The Dilemma of Participation (130e-131e)
- If forms are explanatorily valuable, then the participation relation between a form and its instances can be understood. [Implicit premise]
- Each instance of a form participates by either getting (a) the whole form, or (b) a part of the form. [Premise—cf. 131a]
- If (a), then each form “will be at the same time, as a whole in things that are many and separate; and thus it would be separate from itself”, which is absurd. [Premise-cf. 131b]
- If (b), then many absurdities would obtain (e.g., no form is itself one; parts of the form of smallness would be smaller than smallness itself; concrete objects would get smaller by having a part of smallness added to them). [Premise—cf. 131c-e]
- So on either alternative (a) or (b), absurdities follow. [2, 3, 4]
- So the participation relation between a form and its instances cannot be understood. [5]
- So the forms are not explanatorily valuable. [1, 6]
The Third Man Argument (132a-b) (a la Cohen, et al.)
- Perceptible objects a, b, and c are all large things. [Premise]
- There is a thing, the form of largeness, that a, b, and c all share in. [1, OOM]
- Largeness is large. [SP]
- Largeness is a large thing. [2, 3]
- A, b, c, and largeness are all large things. [1, 4]
- There is a thing, the form of largeness*, that they all share in. [5, OOM]
- Largeness* ≠ largeness. [NCE]
- Largeness* is large. [SP]
- Largeness* is a large thing. [6, 8]
- A, b, c, largeness, and largeness* are all large things. [5, 9]
- There is a form of largeness** that they all share in. [10, OOM]
[and so on, ad infinitum]
Supplemental principles (a la G. Vlastos)

(Stored entries)
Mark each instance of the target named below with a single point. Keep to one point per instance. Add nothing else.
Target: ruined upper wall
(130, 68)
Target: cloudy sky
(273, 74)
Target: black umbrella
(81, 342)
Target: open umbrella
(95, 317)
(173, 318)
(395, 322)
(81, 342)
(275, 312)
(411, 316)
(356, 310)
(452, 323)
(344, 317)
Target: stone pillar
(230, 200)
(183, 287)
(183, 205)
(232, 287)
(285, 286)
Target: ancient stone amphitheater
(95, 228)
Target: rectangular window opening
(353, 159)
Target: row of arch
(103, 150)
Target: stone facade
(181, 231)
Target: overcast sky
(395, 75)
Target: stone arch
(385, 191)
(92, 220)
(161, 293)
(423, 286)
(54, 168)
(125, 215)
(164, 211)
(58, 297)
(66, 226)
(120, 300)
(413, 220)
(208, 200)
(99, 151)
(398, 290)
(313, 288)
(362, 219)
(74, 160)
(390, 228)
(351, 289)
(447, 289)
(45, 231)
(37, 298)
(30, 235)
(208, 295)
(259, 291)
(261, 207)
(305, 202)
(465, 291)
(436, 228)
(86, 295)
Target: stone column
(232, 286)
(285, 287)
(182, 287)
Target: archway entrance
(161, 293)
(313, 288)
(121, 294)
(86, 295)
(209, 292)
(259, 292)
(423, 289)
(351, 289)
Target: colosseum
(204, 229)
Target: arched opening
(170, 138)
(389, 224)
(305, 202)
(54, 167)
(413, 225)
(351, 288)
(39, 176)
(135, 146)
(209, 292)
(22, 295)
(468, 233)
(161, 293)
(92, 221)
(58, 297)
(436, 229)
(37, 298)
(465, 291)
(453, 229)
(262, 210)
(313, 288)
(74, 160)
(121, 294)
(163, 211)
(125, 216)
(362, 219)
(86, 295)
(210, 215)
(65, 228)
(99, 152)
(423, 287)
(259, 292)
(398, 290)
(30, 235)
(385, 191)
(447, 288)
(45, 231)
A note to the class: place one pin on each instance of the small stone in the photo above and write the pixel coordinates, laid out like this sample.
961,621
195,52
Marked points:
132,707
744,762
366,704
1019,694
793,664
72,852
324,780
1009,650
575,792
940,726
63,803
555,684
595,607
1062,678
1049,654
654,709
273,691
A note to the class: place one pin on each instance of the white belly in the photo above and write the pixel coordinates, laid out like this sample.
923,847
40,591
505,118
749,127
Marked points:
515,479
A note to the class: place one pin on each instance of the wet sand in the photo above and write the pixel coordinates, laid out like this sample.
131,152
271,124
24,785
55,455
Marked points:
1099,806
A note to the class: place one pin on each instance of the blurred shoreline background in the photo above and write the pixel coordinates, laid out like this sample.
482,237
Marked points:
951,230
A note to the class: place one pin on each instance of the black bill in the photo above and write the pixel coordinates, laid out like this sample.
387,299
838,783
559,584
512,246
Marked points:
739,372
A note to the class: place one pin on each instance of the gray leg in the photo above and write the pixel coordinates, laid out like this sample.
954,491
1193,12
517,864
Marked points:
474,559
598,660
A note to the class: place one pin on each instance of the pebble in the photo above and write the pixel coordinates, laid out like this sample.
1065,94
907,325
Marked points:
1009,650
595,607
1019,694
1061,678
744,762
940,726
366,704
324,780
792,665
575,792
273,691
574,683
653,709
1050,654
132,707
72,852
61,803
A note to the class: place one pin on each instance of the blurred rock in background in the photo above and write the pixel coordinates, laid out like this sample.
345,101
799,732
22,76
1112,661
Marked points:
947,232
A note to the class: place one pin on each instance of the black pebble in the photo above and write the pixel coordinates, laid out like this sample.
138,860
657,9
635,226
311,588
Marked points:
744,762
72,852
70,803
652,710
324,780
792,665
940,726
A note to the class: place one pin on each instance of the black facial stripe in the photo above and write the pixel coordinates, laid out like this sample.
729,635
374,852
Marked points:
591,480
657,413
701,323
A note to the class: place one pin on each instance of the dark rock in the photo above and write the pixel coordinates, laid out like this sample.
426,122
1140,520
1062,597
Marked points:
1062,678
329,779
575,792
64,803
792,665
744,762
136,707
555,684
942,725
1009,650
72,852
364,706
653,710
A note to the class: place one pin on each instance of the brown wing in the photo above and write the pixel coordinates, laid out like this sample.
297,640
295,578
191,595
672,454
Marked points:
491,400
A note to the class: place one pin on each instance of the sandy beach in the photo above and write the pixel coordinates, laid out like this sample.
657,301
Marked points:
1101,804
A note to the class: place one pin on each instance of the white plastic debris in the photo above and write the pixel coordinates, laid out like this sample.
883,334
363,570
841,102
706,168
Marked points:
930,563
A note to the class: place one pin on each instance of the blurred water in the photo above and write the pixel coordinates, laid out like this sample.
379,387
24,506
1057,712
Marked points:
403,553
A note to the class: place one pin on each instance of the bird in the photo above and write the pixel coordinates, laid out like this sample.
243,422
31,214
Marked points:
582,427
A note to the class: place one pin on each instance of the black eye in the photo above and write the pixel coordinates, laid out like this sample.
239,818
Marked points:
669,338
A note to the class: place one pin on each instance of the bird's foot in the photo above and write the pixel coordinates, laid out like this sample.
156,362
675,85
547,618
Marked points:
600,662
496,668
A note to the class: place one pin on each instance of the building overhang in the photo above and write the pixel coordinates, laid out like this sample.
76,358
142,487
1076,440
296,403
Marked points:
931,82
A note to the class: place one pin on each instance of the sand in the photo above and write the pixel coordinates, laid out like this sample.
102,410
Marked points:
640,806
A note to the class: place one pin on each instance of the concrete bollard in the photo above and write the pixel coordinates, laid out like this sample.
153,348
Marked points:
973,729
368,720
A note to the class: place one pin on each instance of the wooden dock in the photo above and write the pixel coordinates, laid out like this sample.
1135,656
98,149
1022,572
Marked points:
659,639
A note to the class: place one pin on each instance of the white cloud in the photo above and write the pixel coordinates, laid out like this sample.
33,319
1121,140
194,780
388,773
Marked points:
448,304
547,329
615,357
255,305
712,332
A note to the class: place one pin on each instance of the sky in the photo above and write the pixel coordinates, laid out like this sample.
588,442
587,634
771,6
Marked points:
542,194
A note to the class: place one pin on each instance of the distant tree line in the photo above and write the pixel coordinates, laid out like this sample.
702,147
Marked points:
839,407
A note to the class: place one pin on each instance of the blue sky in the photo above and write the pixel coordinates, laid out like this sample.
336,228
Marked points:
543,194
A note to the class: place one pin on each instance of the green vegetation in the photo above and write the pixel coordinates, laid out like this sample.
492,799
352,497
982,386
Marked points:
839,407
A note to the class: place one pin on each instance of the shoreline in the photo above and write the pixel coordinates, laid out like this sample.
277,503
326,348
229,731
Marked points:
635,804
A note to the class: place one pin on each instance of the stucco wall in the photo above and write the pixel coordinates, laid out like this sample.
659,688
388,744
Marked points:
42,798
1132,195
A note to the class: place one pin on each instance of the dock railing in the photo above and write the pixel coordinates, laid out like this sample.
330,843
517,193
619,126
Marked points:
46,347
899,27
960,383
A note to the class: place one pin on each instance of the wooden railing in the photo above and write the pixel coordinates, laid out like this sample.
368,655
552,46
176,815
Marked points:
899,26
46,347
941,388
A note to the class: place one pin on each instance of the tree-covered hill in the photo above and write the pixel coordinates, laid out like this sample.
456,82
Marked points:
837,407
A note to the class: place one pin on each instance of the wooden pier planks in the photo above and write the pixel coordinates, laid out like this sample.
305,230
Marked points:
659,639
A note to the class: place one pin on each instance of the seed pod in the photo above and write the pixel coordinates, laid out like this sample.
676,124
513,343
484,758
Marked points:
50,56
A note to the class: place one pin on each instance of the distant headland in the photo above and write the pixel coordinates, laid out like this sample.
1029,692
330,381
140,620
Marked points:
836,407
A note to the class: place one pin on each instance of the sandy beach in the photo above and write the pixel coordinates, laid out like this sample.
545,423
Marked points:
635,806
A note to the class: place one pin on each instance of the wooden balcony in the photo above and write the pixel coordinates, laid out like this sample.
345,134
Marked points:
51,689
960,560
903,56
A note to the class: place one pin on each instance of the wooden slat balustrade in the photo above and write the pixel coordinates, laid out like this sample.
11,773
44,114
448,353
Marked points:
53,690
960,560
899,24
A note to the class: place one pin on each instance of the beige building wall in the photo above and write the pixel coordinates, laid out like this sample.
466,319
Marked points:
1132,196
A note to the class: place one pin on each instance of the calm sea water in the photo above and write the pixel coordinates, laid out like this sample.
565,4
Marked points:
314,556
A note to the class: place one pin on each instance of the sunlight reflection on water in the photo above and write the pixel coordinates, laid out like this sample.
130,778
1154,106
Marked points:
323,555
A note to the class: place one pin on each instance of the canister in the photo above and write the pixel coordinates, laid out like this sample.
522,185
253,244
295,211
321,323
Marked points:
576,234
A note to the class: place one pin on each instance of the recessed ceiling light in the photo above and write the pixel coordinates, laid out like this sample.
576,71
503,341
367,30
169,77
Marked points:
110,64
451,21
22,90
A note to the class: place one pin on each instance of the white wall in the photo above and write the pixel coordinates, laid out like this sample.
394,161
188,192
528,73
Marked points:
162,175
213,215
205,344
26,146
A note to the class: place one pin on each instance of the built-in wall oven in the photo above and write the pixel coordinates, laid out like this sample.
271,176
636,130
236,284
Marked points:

• YOUR TASK:
Write out the Third Man Argument again starting at "- Perceptible objects" and ending at "la G. Vlastos)", but switch every "large things" to "big things". You won't need the listing.

• ANSWER BOX:
- Perceptible objects a, b, and c are all big things. [Premise]
- There is a thing, the form of largeness, that a, b, and c all share in. [1, OOM]
- Largeness is large. [SP]
- Largeness is a large thing. [2, 3]
- A, b, c, and largeness are all big things. [1, 4]
- There is a thing, the form of largeness*, that they all share in. [5, OOM]
- Largeness* ≠ largeness. [NCE]
- Largeness* is large. [SP]
- Largeness* is a large thing. [6, 8]
- A, b, c, largeness, and largeness* are all big things. [5, 9]
- There is a form of largeness** that they all share in. [10, OOM]
[and so on, ad infinitum]
Supplemental principles (a la G. Vlastos)